ENTRIES >>

────

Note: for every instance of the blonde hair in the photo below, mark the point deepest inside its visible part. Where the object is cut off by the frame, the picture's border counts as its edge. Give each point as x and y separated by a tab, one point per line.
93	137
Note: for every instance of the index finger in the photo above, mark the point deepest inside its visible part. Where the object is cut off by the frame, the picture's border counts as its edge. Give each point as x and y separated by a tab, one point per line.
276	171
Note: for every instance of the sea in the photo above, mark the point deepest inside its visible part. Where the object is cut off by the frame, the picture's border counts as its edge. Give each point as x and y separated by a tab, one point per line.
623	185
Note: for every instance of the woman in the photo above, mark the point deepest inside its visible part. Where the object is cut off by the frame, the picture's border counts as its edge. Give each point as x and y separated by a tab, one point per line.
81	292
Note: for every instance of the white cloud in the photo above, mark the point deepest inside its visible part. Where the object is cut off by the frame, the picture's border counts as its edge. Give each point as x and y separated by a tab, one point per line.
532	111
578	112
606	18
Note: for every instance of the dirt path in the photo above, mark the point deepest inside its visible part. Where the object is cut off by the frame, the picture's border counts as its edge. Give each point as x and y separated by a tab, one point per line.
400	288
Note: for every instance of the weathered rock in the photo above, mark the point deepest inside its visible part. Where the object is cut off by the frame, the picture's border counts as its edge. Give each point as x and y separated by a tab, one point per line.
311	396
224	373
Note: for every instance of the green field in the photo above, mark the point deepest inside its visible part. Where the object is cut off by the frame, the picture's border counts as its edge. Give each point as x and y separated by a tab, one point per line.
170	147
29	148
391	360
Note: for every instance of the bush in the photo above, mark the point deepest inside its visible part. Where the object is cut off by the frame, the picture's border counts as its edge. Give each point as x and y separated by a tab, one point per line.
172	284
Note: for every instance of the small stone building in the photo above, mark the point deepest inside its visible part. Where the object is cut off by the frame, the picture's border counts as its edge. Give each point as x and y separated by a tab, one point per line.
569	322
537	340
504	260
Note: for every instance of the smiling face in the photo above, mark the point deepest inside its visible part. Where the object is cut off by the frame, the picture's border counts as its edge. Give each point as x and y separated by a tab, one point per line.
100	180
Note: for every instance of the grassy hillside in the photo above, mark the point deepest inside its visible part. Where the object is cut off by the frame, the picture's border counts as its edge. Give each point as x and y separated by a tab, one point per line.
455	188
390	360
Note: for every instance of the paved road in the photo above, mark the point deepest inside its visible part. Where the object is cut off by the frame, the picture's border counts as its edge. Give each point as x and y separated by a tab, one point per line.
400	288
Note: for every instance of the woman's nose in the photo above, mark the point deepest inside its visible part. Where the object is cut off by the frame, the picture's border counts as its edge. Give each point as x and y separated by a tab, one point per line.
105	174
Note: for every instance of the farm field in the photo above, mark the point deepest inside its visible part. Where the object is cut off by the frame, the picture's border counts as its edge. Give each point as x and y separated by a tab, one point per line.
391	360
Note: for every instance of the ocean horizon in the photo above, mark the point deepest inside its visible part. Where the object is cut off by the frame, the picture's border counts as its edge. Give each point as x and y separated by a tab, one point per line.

────

WHAT IS ASKED >>
Give the lines from the one containing "Note: for every instance of the farm" through the end of the records above, both ends included, as a JSON list of strings with one string per line and no blank lines.

TASK ANSWER >>
[
  "Note: for every instance of the farm field in the photo above, mark the point deepest inside its visible part. Where the object is cut off by the frame, the picture's border counts as its edge. Give each point as x and y separated by a tab, one point per line.",
  "391\t360",
  "Note: for every instance of the ocean horizon in the photo above, mark the point deepest inside its visible part. Where the object is cut off by the frame, the picture's border counts as its edge. Give each point as x and y separated by a tab, one point per line."
]